DATA EXTRACT Start Marker
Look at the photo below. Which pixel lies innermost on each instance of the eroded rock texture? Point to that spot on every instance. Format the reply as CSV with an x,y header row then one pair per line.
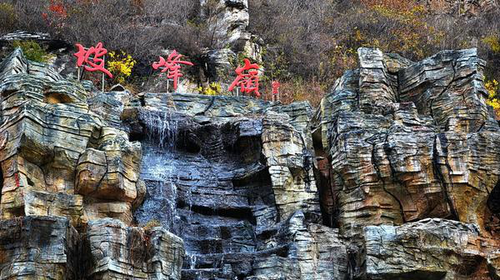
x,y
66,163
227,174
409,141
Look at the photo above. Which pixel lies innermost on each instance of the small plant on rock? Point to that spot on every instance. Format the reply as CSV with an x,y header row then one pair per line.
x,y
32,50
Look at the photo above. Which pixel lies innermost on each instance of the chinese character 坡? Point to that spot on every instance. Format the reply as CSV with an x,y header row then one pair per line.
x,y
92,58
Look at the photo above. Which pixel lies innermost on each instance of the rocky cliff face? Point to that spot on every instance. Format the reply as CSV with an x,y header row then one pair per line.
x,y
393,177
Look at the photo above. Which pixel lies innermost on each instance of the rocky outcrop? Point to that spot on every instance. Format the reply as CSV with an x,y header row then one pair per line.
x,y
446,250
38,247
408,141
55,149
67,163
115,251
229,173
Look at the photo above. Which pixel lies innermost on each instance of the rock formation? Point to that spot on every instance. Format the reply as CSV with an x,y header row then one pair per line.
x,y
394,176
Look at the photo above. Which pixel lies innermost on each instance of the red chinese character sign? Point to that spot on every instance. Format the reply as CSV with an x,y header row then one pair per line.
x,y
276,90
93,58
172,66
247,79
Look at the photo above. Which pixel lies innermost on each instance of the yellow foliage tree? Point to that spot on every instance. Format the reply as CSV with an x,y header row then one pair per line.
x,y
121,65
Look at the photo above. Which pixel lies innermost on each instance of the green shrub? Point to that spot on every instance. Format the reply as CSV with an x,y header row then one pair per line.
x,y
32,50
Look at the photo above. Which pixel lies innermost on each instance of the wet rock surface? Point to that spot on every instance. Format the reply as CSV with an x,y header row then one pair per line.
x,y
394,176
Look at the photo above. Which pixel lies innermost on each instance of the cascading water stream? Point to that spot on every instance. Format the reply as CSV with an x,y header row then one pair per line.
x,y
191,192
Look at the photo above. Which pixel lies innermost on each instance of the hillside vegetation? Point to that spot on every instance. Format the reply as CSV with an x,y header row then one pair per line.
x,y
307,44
DATA EXTRACT End Marker
PROMPT: Your response should consist solely of the lines from the one that holds "of the yellow" through the end of the listing above, reproduced exactly.

ANSWER TO THIS PROBLEM:
Look at the photo above. Which pixel lies innermost on each instance of the yellow foliage tree? Point to that spot on every instance. Format the reply as CSV with an x,y header row then one pair per line.
x,y
121,65
Look at the photo above. Which pixel lies innermost on each instance of the green shrub? Point to that spot on every instance. Format the reply as CSV with an x,y header row then one pair per line.
x,y
32,50
Look at the photo above. Which pixel lies innermost on each instance of the wet rock surface? Point to that spot on every instance. Format the reply as CSV with an x,y header row then one pair per line.
x,y
394,176
Look at the photo above. Which pixel lies innermost on each instance of the cascading water stream? Point to that spot on every instance. Format the reply as CSV with an x,y header row then one pair per line.
x,y
191,192
Look at the photo above. Which pixel lies innermost on each instance of the hillside vegetation? Point to that spot on every instance. Format the reply as CSV with an x,y header row then one pair per line.
x,y
307,44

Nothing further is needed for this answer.